### Task to carry out
Lay out every line from the start of the rows through the line that contains "xmin=548 ymin=424 xmax=630 ymax=620", including that line, as a Markdown table with the columns Number and Line. Give each line its running number and skip blank lines.
=====
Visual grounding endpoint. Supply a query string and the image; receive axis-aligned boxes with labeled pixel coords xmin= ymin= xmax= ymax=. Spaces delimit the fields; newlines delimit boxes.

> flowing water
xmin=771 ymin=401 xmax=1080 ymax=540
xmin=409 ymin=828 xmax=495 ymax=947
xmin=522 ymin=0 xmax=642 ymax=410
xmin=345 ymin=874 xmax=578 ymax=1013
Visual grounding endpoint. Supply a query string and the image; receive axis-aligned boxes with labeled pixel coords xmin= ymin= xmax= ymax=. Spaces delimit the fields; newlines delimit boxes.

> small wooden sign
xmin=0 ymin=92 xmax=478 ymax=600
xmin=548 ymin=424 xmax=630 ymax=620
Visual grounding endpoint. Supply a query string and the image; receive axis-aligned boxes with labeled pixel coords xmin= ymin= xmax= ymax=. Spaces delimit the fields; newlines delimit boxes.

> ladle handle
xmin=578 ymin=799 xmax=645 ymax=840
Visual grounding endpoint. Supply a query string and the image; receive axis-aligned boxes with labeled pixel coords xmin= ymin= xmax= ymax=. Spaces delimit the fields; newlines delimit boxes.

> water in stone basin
=====
### Response
| Number | Line |
|---|---|
| 1 | Visual grounding endpoint. Supply a query string and the image; receive axis-aligned boxes with labeled pixel coords xmin= ymin= xmax= ymax=. Spaces delimit the fields; newlines delimit boxes. |
| 2 | > flowing water |
| 3 | xmin=771 ymin=401 xmax=1080 ymax=540 |
| 4 | xmin=409 ymin=828 xmax=495 ymax=947 |
| 5 | xmin=522 ymin=0 xmax=642 ymax=410 |
| 6 | xmin=345 ymin=874 xmax=578 ymax=1013 |
| 7 | Visual grounding endpoint. Supply a query string and the image; receive axis-aligned boxes with labeled pixel coords xmin= ymin= xmax= ymax=. Spaces delimit the fields; newlines delimit boxes. |
| 8 | > small wooden sign |
| 9 | xmin=0 ymin=92 xmax=478 ymax=600 |
| 10 | xmin=548 ymin=424 xmax=630 ymax=620 |